TASKS FOR THIS EXERCISE:
a) In the interview on the tenugui collaboration, which cable show first made Aoyagi aware of Mr. Ota?
b) Reproduce the part of the interview on the tenugui collaboration that starts at the words "Nepenthes Collaboration with" and ends after "for the feature?".

EXTRACT TO READ:

========

Nepenthes Collaboration with Kazuhiko Ota

This collaboration project was born from the exchange between Kazuhiko Ota, a graphic designer, writer, and izakaya enthusiast, and Tokuro Aoyagi, director at Nepenthes. The result: five tenugui that blend the traditional Japanese everyday item with design inspiration drawn from vintage American advertisements.
Nepenthes: We heard that your connection with Mr. Ota began with an interview for NEPENTHES In Print. What made you choose him for the feature?
Aoyagi: I first came to know about Mr. Ota through the cable show Zenkoku Izakaya Kikō, which I really enjoyed. Later, I read his Nippon Izakaya Hōrōki series, which includes the volumes Risshi-hen, Shippū-hen, and Bōkyō-hen. They’re like reportage pieces, combining writing and photography, that made me feel like I was traveling on a solo business trip and slipping into a cozy local izakaya; it was a comforting, immersive experience, and I became an avid reader. I’ve always loved izakaya myself, and had a long list of favourite spots, but Mr. Ota’s writing put into words exactly why those places felt special, and why I was drawn to them. His reflections resonated with me deeply.
Then, I came across Mr. Ota’s Ōgonza no Monogatari, a beautiful homage to classic Japanese cinema. I was already a fan of his izakaya writings, but reading his books turned me into a true admirer of him as an author. I also learned about his background as an art director and his connection to RC Succession, which deepened my interest. I knew I had to share Mr. Ota’s world with our readers.
Nepenthes: Mr. Ota, what kind of impression did the interview leave you?

========

PROVIDED DATA:
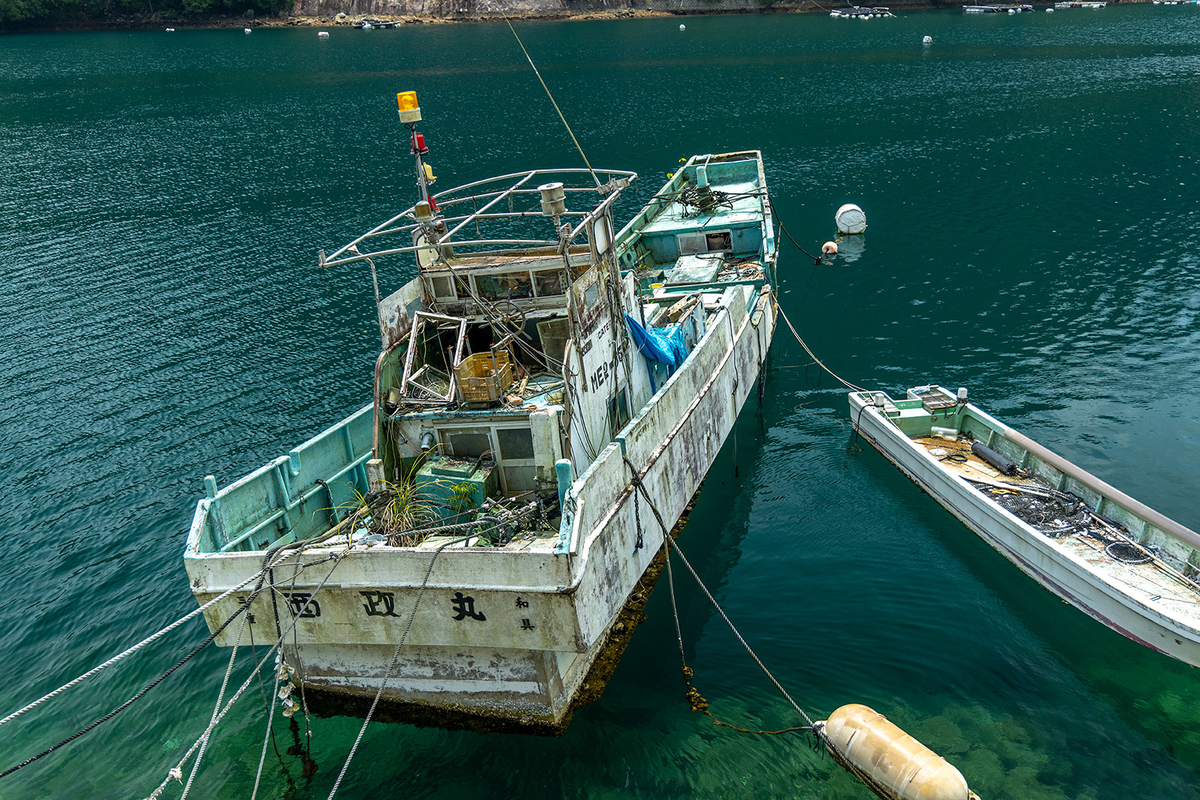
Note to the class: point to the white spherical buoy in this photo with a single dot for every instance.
(850, 220)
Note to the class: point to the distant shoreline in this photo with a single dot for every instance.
(347, 20)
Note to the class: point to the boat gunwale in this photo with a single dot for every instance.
(1045, 545)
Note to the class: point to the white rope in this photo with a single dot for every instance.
(267, 739)
(819, 361)
(391, 667)
(130, 651)
(225, 684)
(175, 774)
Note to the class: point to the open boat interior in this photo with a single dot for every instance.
(514, 356)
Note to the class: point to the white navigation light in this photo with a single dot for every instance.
(553, 199)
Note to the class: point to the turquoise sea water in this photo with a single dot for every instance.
(1032, 187)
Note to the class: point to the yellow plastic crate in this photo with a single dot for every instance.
(484, 377)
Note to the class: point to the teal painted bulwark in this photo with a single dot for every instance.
(294, 497)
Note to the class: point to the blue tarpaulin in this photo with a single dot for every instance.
(664, 346)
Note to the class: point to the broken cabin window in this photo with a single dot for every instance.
(618, 410)
(466, 444)
(719, 241)
(515, 443)
(551, 283)
(507, 286)
(443, 288)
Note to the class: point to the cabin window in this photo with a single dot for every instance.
(550, 283)
(618, 410)
(717, 241)
(466, 444)
(516, 461)
(443, 288)
(519, 480)
(507, 286)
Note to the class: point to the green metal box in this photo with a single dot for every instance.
(454, 485)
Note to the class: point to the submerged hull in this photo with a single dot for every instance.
(1164, 619)
(521, 396)
(537, 621)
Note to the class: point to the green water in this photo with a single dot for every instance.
(1031, 185)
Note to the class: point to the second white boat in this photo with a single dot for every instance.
(1107, 554)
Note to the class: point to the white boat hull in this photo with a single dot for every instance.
(1132, 613)
(538, 619)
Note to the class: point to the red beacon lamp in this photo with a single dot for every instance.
(411, 114)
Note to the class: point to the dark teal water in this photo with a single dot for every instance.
(1032, 188)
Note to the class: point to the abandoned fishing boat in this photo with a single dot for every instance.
(468, 546)
(1099, 549)
(996, 8)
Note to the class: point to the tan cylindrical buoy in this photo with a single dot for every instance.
(889, 757)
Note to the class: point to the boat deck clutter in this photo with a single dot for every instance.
(1117, 560)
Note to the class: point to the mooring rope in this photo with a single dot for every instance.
(175, 773)
(774, 299)
(395, 660)
(216, 708)
(577, 146)
(671, 543)
(815, 729)
(149, 639)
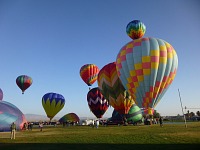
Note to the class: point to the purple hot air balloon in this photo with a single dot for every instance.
(1, 94)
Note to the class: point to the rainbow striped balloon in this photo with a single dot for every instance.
(146, 67)
(52, 104)
(71, 117)
(113, 90)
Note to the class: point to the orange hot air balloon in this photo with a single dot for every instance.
(89, 73)
(113, 90)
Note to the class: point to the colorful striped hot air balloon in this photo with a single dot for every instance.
(52, 103)
(96, 102)
(24, 82)
(113, 90)
(146, 67)
(89, 73)
(71, 117)
(134, 115)
(135, 29)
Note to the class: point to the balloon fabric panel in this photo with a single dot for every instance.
(71, 117)
(1, 94)
(97, 103)
(146, 67)
(24, 82)
(113, 90)
(135, 29)
(52, 103)
(89, 73)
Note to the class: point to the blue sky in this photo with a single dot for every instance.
(50, 40)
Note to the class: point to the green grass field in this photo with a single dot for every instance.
(170, 136)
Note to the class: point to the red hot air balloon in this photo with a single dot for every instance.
(96, 102)
(24, 82)
(89, 73)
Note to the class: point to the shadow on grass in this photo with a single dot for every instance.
(36, 146)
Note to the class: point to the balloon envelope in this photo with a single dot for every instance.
(89, 73)
(71, 117)
(52, 104)
(9, 113)
(135, 29)
(147, 67)
(24, 82)
(113, 90)
(96, 102)
(1, 94)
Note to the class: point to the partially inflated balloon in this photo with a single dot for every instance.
(147, 67)
(113, 90)
(52, 103)
(134, 115)
(135, 29)
(24, 82)
(96, 102)
(1, 94)
(71, 117)
(89, 73)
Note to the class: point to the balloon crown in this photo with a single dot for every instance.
(135, 29)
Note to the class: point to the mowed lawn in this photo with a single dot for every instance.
(170, 136)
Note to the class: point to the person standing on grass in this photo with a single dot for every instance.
(13, 129)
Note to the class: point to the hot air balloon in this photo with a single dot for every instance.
(89, 73)
(146, 67)
(113, 90)
(96, 102)
(1, 94)
(71, 117)
(52, 103)
(135, 29)
(9, 113)
(24, 82)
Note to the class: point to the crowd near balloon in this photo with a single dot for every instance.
(133, 84)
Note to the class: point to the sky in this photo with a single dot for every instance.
(50, 40)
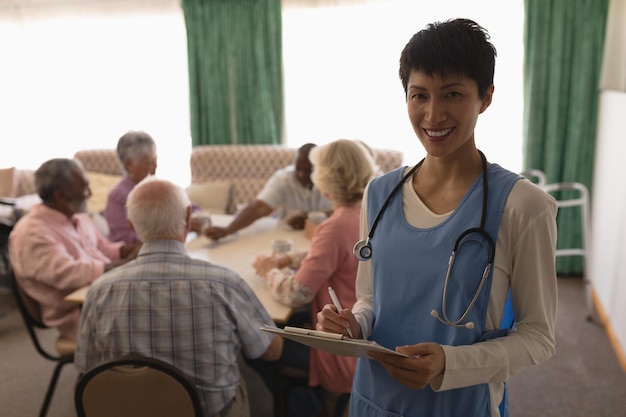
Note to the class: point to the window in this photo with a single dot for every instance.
(75, 79)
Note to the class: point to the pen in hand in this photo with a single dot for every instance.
(337, 304)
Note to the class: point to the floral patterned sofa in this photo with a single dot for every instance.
(232, 175)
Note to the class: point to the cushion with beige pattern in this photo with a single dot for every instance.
(211, 196)
(7, 188)
(100, 185)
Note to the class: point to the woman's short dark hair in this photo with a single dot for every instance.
(456, 47)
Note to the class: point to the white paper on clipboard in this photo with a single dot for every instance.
(330, 342)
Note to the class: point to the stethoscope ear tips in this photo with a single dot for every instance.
(362, 250)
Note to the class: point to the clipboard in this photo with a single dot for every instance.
(331, 342)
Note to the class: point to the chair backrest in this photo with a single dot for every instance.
(136, 386)
(31, 315)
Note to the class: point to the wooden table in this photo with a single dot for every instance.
(237, 252)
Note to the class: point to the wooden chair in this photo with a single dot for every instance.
(136, 386)
(31, 314)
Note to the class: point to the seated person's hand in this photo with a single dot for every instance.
(296, 220)
(214, 232)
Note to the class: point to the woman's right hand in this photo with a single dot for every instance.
(329, 320)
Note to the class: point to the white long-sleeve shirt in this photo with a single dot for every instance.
(525, 260)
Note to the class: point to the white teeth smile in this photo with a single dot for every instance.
(438, 133)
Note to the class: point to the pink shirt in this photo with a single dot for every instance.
(329, 262)
(53, 256)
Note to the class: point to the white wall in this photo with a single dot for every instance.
(608, 219)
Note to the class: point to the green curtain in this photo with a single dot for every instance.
(563, 57)
(235, 71)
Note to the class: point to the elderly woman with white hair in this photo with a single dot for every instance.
(342, 169)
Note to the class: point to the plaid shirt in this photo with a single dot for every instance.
(188, 312)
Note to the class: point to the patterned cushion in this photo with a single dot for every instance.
(211, 196)
(248, 167)
(100, 186)
(7, 185)
(104, 161)
(25, 182)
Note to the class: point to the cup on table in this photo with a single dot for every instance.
(201, 220)
(281, 246)
(316, 217)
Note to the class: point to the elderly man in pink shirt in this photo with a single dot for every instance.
(55, 248)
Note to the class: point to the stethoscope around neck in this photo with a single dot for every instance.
(363, 248)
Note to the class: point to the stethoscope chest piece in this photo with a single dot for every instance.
(362, 250)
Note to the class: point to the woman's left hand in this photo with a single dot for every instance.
(425, 362)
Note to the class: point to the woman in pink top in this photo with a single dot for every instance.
(341, 171)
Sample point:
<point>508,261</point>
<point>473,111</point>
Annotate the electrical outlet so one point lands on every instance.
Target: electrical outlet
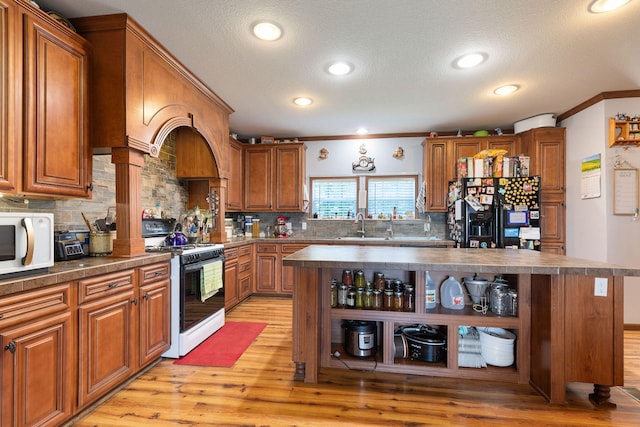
<point>600,287</point>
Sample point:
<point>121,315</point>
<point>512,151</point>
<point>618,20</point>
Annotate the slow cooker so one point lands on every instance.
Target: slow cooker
<point>360,338</point>
<point>425,343</point>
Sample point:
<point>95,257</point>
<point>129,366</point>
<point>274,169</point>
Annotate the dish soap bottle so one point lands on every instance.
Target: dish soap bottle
<point>431,291</point>
<point>451,294</point>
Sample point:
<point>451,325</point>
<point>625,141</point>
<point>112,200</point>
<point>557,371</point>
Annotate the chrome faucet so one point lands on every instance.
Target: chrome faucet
<point>360,217</point>
<point>390,229</point>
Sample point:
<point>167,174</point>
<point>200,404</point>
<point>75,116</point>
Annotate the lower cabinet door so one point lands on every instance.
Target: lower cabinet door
<point>107,340</point>
<point>37,372</point>
<point>155,312</point>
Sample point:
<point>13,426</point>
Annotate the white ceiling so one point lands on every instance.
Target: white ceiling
<point>560,54</point>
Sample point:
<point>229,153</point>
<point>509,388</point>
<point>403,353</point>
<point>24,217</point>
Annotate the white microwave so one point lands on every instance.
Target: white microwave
<point>26,243</point>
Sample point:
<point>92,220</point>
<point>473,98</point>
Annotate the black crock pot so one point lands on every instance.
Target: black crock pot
<point>425,343</point>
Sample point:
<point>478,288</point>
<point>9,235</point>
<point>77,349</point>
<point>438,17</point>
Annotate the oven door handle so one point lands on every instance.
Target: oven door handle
<point>198,265</point>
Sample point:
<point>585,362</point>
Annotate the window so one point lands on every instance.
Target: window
<point>338,197</point>
<point>386,193</point>
<point>333,197</point>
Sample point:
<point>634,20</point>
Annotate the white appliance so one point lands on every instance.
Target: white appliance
<point>26,243</point>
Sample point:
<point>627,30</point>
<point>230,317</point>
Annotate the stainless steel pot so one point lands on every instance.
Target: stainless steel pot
<point>360,338</point>
<point>425,343</point>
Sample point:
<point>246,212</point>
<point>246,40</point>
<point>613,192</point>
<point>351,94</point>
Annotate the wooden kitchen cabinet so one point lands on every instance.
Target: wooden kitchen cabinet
<point>107,333</point>
<point>38,361</point>
<point>288,277</point>
<point>235,194</point>
<point>44,127</point>
<point>274,177</point>
<point>546,149</point>
<point>268,268</point>
<point>155,311</point>
<point>57,156</point>
<point>245,272</point>
<point>238,275</point>
<point>440,158</point>
<point>230,278</point>
<point>9,101</point>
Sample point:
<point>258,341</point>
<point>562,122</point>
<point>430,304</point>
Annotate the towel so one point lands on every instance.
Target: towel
<point>210,280</point>
<point>420,200</point>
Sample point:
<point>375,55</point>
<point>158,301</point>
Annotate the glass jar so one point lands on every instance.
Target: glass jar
<point>359,279</point>
<point>378,280</point>
<point>409,298</point>
<point>255,228</point>
<point>359,297</point>
<point>398,301</point>
<point>388,299</point>
<point>377,299</point>
<point>351,298</point>
<point>334,293</point>
<point>347,277</point>
<point>342,295</point>
<point>368,299</point>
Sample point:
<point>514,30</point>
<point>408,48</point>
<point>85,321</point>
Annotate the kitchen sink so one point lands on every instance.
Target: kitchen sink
<point>397,238</point>
<point>355,238</point>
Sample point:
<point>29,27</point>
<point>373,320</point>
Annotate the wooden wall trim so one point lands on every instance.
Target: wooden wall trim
<point>599,97</point>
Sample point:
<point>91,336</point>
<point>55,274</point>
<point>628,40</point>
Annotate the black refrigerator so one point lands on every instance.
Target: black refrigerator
<point>495,212</point>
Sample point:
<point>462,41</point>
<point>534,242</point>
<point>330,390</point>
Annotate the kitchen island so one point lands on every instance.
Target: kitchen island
<point>567,328</point>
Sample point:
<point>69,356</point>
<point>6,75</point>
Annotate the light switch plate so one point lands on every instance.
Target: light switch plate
<point>600,288</point>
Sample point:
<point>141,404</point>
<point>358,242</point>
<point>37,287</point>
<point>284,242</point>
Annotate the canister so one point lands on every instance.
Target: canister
<point>101,243</point>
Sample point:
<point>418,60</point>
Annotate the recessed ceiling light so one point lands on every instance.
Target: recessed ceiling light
<point>470,60</point>
<point>601,6</point>
<point>339,68</point>
<point>267,31</point>
<point>506,90</point>
<point>303,101</point>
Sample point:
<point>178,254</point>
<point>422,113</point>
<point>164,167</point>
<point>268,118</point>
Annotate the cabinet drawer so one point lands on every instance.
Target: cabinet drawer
<point>101,286</point>
<point>155,272</point>
<point>34,304</point>
<point>230,253</point>
<point>244,250</point>
<point>289,248</point>
<point>244,266</point>
<point>267,247</point>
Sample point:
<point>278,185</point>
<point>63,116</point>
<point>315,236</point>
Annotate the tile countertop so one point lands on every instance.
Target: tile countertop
<point>499,261</point>
<point>64,271</point>
<point>367,241</point>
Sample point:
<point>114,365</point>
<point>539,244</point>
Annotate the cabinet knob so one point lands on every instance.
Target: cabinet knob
<point>11,347</point>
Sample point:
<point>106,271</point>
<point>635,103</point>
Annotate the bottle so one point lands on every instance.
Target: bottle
<point>431,291</point>
<point>451,294</point>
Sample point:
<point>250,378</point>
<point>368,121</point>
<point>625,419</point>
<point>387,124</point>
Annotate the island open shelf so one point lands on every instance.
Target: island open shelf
<point>564,333</point>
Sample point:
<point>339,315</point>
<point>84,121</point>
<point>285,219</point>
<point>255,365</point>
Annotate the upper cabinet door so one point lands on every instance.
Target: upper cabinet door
<point>9,106</point>
<point>258,166</point>
<point>55,130</point>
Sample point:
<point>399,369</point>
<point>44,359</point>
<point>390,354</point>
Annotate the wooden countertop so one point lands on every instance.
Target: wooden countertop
<point>64,271</point>
<point>499,261</point>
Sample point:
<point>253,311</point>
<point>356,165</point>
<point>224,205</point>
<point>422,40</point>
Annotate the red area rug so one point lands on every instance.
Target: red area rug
<point>224,347</point>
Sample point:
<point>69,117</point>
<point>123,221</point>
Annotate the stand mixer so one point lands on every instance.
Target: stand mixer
<point>281,227</point>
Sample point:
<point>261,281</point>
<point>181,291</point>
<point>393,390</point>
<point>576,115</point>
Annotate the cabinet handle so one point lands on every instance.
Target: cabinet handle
<point>11,347</point>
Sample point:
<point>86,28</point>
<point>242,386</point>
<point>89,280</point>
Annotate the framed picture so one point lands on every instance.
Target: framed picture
<point>625,191</point>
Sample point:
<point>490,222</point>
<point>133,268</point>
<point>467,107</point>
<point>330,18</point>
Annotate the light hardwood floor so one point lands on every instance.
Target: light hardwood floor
<point>259,391</point>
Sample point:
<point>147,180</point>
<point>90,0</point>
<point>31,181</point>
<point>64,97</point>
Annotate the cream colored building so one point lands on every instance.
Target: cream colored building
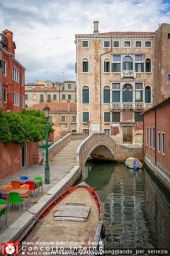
<point>114,82</point>
<point>47,91</point>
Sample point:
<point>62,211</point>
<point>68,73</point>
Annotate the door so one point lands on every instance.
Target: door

========

EXERCISE RESPONSES:
a) Zenkoku Izakaya Kikō

b)
Nepenthes Collaboration with Kazuhiko Ota

This collaboration project was born from the exchange between Kazuhiko Ota, a graphic designer, writer, and izakaya enthusiast, and Tokuro Aoyagi, director at Nepenthes. The result: five tenugui that blend the traditional Japanese everyday item with design inspiration drawn from vintage American advertisements.
Nepenthes: We heard that your connection with Mr. Ota began with an interview for NEPENTHES In Print. What made you choose him for the feature?